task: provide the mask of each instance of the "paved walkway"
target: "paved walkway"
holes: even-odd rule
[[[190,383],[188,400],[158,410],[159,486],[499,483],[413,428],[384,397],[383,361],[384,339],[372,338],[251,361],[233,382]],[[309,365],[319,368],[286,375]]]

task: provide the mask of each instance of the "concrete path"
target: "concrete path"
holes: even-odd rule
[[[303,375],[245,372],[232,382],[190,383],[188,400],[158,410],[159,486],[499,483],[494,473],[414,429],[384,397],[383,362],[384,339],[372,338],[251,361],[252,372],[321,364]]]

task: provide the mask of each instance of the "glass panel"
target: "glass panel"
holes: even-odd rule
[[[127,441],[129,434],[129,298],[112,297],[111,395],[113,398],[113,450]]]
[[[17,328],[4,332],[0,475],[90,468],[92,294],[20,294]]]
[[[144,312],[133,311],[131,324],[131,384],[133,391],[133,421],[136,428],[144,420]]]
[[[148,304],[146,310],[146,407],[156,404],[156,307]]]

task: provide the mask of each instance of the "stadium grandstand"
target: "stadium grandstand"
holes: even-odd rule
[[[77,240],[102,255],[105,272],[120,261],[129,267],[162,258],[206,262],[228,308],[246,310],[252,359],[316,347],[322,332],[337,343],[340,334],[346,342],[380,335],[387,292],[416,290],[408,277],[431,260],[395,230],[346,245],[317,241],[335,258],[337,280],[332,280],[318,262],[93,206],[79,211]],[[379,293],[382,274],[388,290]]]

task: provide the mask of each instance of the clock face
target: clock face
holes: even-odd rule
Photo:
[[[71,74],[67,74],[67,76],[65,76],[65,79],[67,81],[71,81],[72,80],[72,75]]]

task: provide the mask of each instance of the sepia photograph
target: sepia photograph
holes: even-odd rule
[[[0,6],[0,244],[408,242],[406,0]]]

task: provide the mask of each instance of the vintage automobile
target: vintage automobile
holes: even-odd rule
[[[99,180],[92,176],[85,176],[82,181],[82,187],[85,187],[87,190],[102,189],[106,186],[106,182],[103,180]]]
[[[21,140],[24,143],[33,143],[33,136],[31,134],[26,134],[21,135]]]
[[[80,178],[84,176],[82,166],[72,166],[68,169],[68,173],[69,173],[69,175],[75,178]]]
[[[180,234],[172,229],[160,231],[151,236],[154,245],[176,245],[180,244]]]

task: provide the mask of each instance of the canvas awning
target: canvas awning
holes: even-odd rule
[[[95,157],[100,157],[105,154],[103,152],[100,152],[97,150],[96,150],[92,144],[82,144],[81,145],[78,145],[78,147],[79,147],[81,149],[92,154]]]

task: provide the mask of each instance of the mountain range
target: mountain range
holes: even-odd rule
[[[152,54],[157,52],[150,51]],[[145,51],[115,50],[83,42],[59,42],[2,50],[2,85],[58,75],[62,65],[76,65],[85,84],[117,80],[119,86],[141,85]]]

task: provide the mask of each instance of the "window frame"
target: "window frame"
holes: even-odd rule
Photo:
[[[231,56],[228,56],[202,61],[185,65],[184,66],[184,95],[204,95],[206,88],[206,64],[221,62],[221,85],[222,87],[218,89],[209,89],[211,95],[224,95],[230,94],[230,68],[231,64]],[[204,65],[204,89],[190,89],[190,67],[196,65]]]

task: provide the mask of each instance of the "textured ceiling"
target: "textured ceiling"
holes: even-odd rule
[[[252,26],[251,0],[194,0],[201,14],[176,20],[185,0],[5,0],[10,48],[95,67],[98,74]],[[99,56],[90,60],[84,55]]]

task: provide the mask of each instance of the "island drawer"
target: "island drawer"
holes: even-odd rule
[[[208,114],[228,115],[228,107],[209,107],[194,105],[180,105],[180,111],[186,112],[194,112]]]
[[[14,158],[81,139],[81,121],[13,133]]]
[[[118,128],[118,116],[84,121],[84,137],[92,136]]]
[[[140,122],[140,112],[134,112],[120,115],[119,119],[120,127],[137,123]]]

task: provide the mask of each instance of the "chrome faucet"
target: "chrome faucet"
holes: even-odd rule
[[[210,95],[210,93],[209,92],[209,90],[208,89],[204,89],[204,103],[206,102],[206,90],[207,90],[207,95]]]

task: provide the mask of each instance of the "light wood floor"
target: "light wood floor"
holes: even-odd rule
* * *
> Task brief:
Pick out each line in the items above that contains the string "awning". The match is case-sensitive.

> Reply:
task: provide the mask of each instance of the canvas awning
target: canvas awning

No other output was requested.